L’homme n’est pas le seul animal qui perçoit la douleur mais il est le seul à pourvoir en parler ; il existe bien des façons de souffrir.
Tout existe depuis la douleur suraiguë jusqu’à la petite gêne parfaitement supportable, mais qui dure et inquiète par sa signification.
Il y a aussi, la douleur dite morale, parfois justifiée mais souvent sans raison apparente chez celui qui est « mal dans sa peau ».
Le premier désir du médecin est de soulager vite et complètement.
Mais par sa formation, il sait que le véritable obstacle, c’est la découverte de la cause de la douleur, condition indispensable d’un traitement correct.
C’est pour cette raison qu’il interroge longtemps avant d’examiner.
Le problème du langage
Lorsqu’un médecin interroge et examine un malade, il a en tête une liste plus ou moins ordonnée de maladies qu’il essaie, même s’il s’en défend, de faire coïncider avec les symptômes.
Dans un premier temps, il traduit le langage populaire en langage médical.
Dans un deuxième temps, il construit le diagnostic proprement dit.
Si la deuxième étape nécessite des connaissances médicales sans cesse remises à jour, la première exige dune bonne communication avec le malade.
Pour y parvenir, le meilleur moyen est de s’identifier à son patient, d’essayer de percevoir sa douleur comme la sienne propre.
Interroger celui qui souffre, c’est parler le même langage que lui.
Or, ce langage varie considérablement d’un malade à l’autre.
On conçoit la longue durée de l’apprentissage qui doit permettre de parler et de comprendre autant de langages différents.
La pauvreté des expressions qui désignent la douleur n’arrange pas les choses « J’ai mal » – « C’est une douleur qui ressemble… à une douleur ».
Il est souvent difficile d’obtenir davantage.

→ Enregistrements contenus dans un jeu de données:

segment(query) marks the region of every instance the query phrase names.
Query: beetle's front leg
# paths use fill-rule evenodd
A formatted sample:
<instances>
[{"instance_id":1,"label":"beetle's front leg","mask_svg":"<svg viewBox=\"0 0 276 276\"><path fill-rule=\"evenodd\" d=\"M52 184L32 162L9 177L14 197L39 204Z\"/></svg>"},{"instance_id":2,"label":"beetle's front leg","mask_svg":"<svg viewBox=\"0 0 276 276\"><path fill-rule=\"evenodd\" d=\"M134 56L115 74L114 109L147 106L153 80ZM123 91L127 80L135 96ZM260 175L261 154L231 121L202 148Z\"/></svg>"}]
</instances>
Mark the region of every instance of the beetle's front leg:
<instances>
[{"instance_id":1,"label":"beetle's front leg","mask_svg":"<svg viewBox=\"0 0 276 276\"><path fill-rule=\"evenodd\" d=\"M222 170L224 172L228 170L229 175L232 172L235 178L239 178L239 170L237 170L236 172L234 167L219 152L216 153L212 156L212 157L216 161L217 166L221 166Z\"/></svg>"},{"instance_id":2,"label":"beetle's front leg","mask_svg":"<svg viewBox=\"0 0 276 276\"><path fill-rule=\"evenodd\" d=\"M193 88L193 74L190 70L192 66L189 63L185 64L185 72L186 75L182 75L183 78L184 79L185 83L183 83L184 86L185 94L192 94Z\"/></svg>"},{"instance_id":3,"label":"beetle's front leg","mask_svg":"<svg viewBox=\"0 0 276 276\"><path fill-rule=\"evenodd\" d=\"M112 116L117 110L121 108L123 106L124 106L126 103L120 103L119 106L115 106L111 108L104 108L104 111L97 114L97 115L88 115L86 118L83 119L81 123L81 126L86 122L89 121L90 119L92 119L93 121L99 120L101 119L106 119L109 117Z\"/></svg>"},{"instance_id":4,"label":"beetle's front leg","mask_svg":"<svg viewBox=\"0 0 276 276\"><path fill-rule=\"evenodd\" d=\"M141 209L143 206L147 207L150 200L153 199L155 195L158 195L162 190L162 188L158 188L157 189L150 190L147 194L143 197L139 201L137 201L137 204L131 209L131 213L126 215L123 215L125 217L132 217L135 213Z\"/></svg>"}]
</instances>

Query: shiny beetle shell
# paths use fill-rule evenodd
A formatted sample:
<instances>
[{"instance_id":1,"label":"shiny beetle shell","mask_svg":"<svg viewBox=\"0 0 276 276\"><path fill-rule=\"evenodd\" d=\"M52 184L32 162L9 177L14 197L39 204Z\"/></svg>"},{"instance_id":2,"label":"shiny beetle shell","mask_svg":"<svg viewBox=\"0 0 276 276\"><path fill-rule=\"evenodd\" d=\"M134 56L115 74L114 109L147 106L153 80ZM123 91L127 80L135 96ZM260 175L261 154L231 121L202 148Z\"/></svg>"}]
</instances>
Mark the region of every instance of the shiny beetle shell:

→ CONSIGNE: Transcrivez fidèlement le passage du texte sur la douleur qui va de « Tout existe depuis » jusqu’à « longtemps avant d’examiner. » inclus.

→ RÉPONSE ATTENDUE:
Tout existe depuis la douleur suraiguë jusqu’à la petite gêne parfaitement supportable, mais qui dure et inquiète par sa signification.
Il y a aussi, la douleur dite morale, parfois justifiée mais souvent sans raison apparente chez celui qui est « mal dans sa peau ».
Le premier désir du médecin est de soulager vite et complètement.
Mais par sa formation, il sait que le véritable obstacle, c’est la découverte de la cause de la douleur, condition indispensable d’un traitement correct.
C’est pour cette raison qu’il interroge longtemps avant d’examiner.